=== Direction ===
Return every line of the records below that contains the word "topping". Letter case counts.

Stored dataset items:
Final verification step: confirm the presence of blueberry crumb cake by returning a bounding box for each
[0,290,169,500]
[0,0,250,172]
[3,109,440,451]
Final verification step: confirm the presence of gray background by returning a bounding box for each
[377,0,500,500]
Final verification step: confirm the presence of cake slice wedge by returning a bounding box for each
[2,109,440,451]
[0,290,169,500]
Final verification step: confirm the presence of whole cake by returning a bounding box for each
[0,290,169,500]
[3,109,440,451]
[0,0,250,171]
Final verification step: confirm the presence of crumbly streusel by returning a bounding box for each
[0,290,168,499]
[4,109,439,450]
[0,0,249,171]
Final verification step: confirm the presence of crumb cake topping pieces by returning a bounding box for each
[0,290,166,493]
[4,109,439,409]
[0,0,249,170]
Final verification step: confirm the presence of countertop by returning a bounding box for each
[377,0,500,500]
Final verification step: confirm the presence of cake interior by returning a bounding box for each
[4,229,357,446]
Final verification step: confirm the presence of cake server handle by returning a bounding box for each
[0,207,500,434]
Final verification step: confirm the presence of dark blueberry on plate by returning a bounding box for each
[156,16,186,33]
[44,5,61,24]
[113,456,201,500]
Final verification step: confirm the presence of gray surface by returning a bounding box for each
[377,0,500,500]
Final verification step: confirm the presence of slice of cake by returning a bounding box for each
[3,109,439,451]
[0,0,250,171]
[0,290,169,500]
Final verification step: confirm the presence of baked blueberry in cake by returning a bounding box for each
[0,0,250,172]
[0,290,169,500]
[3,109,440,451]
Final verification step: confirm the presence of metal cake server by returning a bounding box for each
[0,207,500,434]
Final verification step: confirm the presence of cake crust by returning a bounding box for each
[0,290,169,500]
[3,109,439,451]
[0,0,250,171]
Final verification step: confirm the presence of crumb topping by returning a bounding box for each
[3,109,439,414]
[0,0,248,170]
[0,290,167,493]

=== Response to this exercise ===
Final verification step: confirm the presence of crumb cake topping pieces by returning a bounding box for each
Final verification step: confirm the presence of crumb topping by returning a bounding box for each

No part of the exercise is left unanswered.